CSR and Sustainability Reporting
CSR and Sustainability Reporting
(Specialized Accounting)

Source: Pixabay

Over the past decade, the accounting profession has witnessed a paradigm shift. No longer, success is measured solely by shareholder returns. Today, the legitimate interests of employees, communities, and even future generations must be recognized in the corporate ledger. Have you wondered why companies issue glossy sustainability reports or why the law now mandates spending on social causes? The answer lies in CSR and sustainability reporting.

Corporate Social Responsibility under Companies Act, 2013

a. CSR Provisions: Section 135

Section 135 of the Companies Act, 2013, introduced a legal framework for CSR in India. According to this section, every company meeting one or more of these criteria in the preceding financial year must comply:

  • Net worth of ₹500 crore or more, or
  • Turnover of ₹1,000 crore or more, or
  • Net profit of ₹5 crore or more.

Such companies must:

  • Constitute a CSR Committee of the Board.
  • Formulate and recommend a CSR Policy.
  • Recommend the amount of expenditure to be incurred.
  • Monitor the implementation of CSR projects.

b. Reporting Requirements: Expenditure & the 2% Rule

Section 135 mandates that qualifying companies spend at least 2% of their average net profits (calculated over the preceding three years) on CSR activities specified in Schedule VII. The key reporting requirements are:

  • Disclose the composition of the CSR Committee in the Board’s Report.
  • Detail the CSR policy and its implementation.
  • State the reasons for not spending the prescribed amount, if applicable.
  • Provide a breakdown of CSR projects, funds allocated, and outcomes achieved.

§ **Dataset excerpts**
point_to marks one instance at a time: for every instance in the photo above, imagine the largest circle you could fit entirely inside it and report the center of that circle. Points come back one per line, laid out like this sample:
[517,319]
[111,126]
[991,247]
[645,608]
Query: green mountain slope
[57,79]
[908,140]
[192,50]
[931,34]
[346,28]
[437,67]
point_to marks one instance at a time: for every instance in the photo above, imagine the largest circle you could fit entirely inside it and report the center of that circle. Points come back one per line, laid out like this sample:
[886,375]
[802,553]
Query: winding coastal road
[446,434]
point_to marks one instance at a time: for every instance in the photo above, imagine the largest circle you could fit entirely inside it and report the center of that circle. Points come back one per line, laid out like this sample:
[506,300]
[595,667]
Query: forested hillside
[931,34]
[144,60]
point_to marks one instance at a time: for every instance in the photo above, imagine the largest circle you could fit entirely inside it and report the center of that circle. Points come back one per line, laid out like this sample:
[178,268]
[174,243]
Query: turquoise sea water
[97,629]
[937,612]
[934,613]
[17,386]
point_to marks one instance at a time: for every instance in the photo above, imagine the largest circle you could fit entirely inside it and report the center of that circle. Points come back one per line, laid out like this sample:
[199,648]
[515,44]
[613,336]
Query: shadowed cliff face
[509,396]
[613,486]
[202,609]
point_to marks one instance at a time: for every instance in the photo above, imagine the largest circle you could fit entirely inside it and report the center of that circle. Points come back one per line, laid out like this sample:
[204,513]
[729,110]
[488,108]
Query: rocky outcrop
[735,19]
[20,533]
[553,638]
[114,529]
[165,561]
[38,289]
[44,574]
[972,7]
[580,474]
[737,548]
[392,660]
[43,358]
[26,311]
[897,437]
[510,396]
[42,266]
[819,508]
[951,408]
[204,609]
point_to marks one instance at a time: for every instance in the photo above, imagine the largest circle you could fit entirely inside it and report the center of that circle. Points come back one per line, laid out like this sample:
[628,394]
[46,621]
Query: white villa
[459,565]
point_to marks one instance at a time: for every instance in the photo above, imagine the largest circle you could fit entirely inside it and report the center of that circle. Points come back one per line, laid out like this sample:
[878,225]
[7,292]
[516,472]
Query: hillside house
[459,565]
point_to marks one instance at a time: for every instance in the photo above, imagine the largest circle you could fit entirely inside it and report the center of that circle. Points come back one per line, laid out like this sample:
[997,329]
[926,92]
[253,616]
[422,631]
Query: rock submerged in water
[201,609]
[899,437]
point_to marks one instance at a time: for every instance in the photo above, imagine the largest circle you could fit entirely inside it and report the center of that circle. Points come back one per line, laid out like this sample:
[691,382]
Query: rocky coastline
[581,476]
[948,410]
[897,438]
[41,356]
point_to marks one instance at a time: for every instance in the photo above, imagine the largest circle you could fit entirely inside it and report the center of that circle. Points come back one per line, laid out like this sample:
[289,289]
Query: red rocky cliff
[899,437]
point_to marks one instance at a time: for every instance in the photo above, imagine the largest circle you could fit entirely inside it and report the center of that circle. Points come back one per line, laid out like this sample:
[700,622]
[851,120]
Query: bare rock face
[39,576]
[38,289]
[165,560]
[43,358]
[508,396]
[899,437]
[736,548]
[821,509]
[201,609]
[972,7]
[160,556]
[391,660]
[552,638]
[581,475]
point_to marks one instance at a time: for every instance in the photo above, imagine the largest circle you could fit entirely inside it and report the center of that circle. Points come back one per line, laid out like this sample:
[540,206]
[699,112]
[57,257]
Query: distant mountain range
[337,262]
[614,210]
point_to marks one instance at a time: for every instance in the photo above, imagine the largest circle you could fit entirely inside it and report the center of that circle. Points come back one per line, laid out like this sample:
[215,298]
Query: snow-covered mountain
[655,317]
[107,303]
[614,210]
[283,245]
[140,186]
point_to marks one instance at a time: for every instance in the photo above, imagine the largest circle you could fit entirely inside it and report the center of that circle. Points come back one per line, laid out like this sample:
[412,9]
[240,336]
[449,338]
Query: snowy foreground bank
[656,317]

--

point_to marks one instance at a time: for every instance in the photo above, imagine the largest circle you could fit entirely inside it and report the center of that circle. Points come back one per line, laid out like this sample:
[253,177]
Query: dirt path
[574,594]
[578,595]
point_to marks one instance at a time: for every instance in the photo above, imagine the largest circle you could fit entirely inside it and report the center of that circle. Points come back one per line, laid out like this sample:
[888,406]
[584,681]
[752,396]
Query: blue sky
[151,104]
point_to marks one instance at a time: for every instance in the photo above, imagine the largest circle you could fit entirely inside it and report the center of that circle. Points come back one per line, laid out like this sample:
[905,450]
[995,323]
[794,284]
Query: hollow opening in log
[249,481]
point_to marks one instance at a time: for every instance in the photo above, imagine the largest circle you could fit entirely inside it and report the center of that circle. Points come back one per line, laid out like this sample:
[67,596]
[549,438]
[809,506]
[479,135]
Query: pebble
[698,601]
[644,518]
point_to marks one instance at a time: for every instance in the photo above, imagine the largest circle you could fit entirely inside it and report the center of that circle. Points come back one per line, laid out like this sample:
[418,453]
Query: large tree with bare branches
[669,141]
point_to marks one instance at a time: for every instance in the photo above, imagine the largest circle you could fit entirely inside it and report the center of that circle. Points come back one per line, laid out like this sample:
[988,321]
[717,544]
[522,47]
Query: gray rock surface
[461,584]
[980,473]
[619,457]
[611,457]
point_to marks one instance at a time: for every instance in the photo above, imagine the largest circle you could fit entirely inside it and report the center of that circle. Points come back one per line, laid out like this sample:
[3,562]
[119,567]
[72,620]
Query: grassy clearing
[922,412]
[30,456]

...

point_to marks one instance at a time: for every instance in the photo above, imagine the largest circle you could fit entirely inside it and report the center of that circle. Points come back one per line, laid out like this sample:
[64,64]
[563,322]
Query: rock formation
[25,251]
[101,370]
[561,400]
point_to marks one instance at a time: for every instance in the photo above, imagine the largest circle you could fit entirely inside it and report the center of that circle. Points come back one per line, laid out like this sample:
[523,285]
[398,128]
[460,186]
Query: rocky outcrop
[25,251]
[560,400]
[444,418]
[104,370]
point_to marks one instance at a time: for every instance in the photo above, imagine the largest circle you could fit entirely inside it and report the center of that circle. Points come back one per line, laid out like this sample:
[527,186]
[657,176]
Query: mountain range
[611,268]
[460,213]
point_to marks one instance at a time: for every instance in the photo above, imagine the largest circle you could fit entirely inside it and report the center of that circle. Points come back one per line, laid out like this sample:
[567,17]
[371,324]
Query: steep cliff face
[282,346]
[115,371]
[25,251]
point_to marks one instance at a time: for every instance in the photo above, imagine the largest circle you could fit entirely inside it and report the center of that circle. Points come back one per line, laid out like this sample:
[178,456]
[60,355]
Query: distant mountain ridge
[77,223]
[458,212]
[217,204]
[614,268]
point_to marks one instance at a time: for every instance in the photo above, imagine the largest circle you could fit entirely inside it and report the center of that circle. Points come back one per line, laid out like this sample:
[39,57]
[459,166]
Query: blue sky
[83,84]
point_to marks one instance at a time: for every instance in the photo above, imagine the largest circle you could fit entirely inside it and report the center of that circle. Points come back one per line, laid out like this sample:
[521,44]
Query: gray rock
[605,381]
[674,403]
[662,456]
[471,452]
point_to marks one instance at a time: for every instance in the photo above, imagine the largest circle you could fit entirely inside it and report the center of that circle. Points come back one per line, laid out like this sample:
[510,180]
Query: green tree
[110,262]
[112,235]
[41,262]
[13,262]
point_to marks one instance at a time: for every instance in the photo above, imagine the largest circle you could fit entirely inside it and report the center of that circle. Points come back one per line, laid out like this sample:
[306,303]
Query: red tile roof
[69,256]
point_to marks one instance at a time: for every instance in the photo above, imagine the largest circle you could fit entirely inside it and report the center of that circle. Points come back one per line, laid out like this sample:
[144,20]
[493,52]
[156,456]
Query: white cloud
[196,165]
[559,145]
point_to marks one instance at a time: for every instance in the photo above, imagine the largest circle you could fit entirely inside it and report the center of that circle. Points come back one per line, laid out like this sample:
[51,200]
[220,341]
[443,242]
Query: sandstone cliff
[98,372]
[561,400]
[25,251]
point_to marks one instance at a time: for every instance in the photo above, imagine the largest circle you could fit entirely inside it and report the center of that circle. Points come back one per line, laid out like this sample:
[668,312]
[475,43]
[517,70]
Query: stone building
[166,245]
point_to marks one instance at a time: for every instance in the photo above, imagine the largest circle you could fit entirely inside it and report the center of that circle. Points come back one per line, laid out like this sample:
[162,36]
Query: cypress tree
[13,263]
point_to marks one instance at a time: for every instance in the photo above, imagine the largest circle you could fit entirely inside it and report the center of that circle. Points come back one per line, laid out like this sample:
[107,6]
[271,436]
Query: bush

§ **Written request A**
Which thresholds in the text on CSR and sustainability reporting make a company subject to Section 135? List all of them.
§ **Written request B**
Resume the text on CSR and sustainability reporting after its last sentence.

§ **Exercise response A**
- Net worth of ₹500 crore or more
- Turnover of ₹1,000 crore or more
- Net profit of ₹5 crore or more

§ **Exercise response B**
Criteria Requirement
Net Worth ₹500 crore or more
Turnover ₹1,000 crore or more
Net Profit ₹5 crore or more
CSR Spending 2% of average net profits (last 3 years)

Failure to spend or explain unspent amounts attracts penalties for the company and every defaulting officer. CSR is, therefore, both a statutory obligation and a matter of public accountability.

Global Reporting Initiative (GRI) and Sustainability Reporting

a. GRI Framework

The Global Reporting Initiative (GRI) provides an internationally recognized framework for sustainability reporting. Unlike traditional financial statements, GRI-based reports cover:

  • Environmental impact (e.g., emissions, resource use)
  • Social performance (e.g., labor practices, community impact)
  • Governance (e.g., corporate ethics, transparency)

GRI Standards help organizations disclose both qualitative and quantitative information, enabling stakeholders to assess a company’s broader impacts. Companies adopting these standards typically structure reports under categories such as:

  • Economic (GRI 200 series)
  • Environmental (GRI 300 series)
  • Social (GRI 400 series)

The GRI framework integrates with other global initiatives (like the UN Sustainable Development Goals) to provide a holistic view of sustainability. For exam purposes, focus on understanding the main categories and the purpose of GRI in promoting transparency and comparability among organizations worldwide.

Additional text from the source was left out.